▶ **EXERCISE INSTRUCTIONS**: Since only part of the material below is wanted, output exactly the lines from the one with "[[439, 335]]" up to and including the one with "[[206, 519], [133, 199], [645, 364]]".
#### MATERIAL SHOWN
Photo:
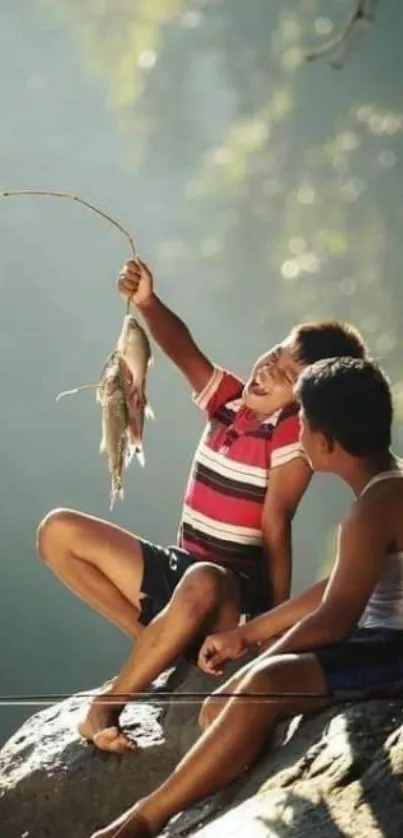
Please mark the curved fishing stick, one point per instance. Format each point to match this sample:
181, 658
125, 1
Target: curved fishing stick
14, 193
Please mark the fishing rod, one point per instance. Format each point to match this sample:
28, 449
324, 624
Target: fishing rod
16, 193
166, 697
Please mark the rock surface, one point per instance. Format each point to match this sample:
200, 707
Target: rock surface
337, 774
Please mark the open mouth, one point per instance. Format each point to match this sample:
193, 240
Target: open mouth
256, 388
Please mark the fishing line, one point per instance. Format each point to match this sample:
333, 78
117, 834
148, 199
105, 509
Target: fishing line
162, 697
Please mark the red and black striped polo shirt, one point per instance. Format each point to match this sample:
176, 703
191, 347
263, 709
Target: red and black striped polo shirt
223, 503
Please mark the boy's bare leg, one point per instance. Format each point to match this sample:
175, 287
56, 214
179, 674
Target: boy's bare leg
206, 599
100, 562
230, 745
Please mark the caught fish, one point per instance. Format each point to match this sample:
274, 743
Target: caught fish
134, 349
121, 394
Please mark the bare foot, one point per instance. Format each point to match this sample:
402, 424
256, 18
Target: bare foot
100, 726
129, 825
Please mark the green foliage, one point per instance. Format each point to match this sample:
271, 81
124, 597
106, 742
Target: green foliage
272, 170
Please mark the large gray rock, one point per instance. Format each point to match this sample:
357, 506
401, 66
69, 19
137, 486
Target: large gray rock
335, 775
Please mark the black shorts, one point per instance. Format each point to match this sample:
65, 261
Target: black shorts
366, 659
164, 568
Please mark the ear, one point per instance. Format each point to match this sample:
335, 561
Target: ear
327, 444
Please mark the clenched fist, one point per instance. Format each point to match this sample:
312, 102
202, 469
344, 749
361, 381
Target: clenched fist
136, 282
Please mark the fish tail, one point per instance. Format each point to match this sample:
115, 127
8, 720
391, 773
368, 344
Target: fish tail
117, 492
76, 390
139, 453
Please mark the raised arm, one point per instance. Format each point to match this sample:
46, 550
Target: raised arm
136, 282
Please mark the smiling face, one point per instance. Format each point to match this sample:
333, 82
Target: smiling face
270, 384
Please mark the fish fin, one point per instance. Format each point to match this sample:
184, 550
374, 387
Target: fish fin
130, 451
76, 390
148, 412
139, 452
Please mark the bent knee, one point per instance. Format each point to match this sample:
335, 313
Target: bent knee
202, 589
53, 530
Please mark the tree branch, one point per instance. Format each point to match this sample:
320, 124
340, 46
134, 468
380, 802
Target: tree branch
364, 11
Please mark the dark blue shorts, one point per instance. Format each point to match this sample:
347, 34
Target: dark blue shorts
164, 568
366, 659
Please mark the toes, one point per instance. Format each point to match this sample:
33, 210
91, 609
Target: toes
112, 739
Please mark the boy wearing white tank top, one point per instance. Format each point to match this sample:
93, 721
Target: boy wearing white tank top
344, 634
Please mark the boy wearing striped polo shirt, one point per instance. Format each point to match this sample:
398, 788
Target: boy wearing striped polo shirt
233, 551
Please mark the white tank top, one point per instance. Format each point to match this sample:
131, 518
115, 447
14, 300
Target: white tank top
385, 607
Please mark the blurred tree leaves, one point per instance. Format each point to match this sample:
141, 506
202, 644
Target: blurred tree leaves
289, 194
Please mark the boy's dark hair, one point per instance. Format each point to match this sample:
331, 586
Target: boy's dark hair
327, 339
349, 400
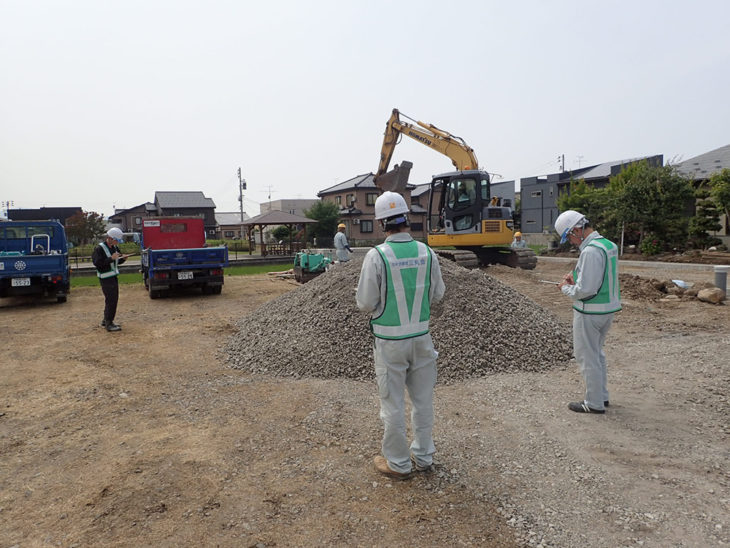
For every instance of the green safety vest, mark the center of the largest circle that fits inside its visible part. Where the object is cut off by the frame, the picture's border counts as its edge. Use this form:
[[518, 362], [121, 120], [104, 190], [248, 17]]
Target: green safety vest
[[608, 298], [407, 299], [114, 271]]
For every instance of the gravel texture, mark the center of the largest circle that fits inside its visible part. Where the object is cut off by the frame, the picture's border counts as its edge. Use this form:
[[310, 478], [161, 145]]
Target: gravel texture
[[481, 326]]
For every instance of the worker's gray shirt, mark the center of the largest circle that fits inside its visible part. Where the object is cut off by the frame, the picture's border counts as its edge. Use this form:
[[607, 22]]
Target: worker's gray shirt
[[371, 291], [589, 271]]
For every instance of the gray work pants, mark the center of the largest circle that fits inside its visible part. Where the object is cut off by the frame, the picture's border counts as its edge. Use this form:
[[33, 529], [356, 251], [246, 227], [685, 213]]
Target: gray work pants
[[399, 365], [589, 335]]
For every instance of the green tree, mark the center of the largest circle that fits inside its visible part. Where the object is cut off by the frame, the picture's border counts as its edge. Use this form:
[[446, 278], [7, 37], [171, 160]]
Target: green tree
[[326, 214], [653, 201], [720, 190], [705, 220], [85, 227]]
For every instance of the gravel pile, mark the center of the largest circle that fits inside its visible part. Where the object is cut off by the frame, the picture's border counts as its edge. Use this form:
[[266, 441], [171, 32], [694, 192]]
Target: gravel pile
[[481, 326]]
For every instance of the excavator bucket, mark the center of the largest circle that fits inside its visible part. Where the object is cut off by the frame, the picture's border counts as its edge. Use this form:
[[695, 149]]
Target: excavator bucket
[[396, 179]]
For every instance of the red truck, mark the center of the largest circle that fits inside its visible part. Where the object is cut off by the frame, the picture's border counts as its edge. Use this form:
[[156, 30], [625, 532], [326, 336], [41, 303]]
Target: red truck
[[174, 254]]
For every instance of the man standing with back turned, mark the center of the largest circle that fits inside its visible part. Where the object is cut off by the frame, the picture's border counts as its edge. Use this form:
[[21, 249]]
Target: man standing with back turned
[[399, 280], [594, 288]]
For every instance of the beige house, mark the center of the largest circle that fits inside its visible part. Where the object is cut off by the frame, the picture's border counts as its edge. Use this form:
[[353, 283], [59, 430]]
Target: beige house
[[356, 200]]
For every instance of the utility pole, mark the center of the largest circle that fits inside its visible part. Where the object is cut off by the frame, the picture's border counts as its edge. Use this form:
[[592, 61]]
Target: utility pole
[[241, 188]]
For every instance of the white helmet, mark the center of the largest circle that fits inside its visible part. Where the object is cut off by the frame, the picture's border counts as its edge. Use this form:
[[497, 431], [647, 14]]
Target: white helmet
[[566, 221], [115, 233], [389, 204]]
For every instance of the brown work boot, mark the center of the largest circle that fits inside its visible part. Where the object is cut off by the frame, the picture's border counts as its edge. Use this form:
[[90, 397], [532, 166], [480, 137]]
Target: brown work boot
[[381, 465]]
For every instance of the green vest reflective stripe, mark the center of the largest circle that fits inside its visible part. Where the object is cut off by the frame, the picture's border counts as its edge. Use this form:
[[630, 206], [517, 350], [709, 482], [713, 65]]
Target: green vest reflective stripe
[[408, 282], [608, 298], [114, 271]]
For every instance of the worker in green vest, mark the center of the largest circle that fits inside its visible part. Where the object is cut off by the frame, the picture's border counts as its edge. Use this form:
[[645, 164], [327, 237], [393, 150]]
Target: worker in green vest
[[399, 280], [106, 258], [594, 288]]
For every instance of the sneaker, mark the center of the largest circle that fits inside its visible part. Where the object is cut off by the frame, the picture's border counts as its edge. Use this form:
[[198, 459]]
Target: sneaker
[[419, 467], [381, 465], [581, 407]]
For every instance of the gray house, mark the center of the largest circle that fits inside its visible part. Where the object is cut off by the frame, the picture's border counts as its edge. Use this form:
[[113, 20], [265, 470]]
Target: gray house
[[539, 194], [701, 168]]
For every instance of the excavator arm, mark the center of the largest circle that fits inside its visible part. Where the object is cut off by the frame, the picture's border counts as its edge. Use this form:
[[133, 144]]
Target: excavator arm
[[461, 154]]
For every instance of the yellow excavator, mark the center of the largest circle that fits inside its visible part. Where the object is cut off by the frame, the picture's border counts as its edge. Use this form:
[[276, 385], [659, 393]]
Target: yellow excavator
[[471, 226]]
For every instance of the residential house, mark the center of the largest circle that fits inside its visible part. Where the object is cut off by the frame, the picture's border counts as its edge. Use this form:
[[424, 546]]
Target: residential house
[[356, 200], [539, 194], [296, 206], [700, 169], [130, 220], [187, 204]]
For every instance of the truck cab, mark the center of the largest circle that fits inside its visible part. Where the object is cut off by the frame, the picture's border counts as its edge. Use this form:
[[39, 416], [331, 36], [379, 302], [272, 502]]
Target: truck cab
[[34, 259]]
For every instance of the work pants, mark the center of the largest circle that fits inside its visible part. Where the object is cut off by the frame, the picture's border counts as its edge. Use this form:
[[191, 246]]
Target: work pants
[[589, 335], [110, 288], [399, 365]]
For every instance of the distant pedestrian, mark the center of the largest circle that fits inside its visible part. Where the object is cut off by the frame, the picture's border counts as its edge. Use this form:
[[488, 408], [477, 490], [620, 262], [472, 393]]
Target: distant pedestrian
[[594, 288], [518, 242], [399, 281], [106, 258], [342, 248]]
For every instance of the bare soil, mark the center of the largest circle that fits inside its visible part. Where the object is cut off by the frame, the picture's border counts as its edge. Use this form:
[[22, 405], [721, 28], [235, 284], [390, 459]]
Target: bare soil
[[146, 438]]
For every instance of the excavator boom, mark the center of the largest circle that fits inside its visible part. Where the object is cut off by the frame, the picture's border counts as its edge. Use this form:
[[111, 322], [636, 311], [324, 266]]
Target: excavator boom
[[462, 155]]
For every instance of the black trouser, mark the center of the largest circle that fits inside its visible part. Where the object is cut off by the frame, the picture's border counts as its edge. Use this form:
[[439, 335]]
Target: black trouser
[[110, 288]]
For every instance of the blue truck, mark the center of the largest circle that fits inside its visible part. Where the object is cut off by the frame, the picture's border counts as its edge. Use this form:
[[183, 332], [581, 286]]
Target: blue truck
[[34, 259], [175, 255]]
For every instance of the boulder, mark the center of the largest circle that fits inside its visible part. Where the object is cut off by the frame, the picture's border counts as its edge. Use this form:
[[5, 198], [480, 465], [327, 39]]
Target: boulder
[[714, 295]]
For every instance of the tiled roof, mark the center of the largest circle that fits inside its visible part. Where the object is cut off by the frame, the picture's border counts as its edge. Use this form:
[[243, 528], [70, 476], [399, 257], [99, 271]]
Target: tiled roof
[[707, 164], [278, 218], [361, 181], [230, 218]]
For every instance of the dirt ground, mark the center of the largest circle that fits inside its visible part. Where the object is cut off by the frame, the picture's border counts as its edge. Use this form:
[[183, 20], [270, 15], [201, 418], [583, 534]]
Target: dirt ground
[[146, 438]]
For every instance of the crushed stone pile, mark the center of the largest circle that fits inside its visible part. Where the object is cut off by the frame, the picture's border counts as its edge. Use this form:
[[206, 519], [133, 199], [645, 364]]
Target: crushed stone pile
[[480, 327]]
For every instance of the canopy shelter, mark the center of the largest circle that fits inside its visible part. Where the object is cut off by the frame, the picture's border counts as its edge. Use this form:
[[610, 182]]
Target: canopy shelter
[[277, 218]]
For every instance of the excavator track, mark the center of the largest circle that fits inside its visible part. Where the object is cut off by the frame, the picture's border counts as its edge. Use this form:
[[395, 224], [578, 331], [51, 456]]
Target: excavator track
[[515, 258], [462, 257]]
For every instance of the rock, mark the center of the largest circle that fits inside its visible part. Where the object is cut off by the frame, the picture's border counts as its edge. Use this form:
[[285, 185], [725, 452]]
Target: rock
[[714, 295]]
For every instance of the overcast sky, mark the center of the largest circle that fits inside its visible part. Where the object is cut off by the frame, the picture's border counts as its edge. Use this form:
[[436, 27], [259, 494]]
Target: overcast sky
[[102, 103]]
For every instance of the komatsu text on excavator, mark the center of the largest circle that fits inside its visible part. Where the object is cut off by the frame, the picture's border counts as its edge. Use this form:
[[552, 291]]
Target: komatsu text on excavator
[[462, 214]]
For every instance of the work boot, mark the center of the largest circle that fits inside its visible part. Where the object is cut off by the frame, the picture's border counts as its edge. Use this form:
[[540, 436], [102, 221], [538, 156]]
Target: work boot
########
▶ **WRITTEN REPLY**:
[[439, 335]]
Target: black trouser
[[110, 288]]
For every instance of the blue truck, mark the center of the largest circle that fits inside its visible part. Where the object is cut off by the frame, the picture's border counts as its edge. Use this form:
[[183, 332], [581, 286]]
Target: blue truck
[[34, 259], [175, 255]]
For every instance of the boulder, mark the center of the largest circle that fits inside its visible part. Where the object is cut off by the frame, the picture's border counts as its edge. Use this form:
[[5, 198], [480, 465], [327, 39]]
Target: boulder
[[714, 295]]
For every instance of the tiled roof, mark the center of the largest circle that fits inside its visible part. Where the object is cut off by the frame, the picture's border counts as its edge. Use this form:
[[243, 528], [70, 476], [399, 257], [99, 271]]
Target: tiled roof
[[707, 164], [278, 218], [361, 181], [230, 218]]
For every instance of the dirt ground, mark the center of the largest circle that fits inside its visible part. Where the object is cut off by the frame, the picture's border counts as its edge. Use this form:
[[183, 20], [270, 15], [201, 418], [583, 534]]
Target: dirt ground
[[146, 438]]
For every instance of the crushed stone pile, mark the center of the largest circle that fits inside its visible part. Where the object is cut off by the frame, the picture's border counts as its edge. Use this form:
[[206, 519], [133, 199], [645, 364]]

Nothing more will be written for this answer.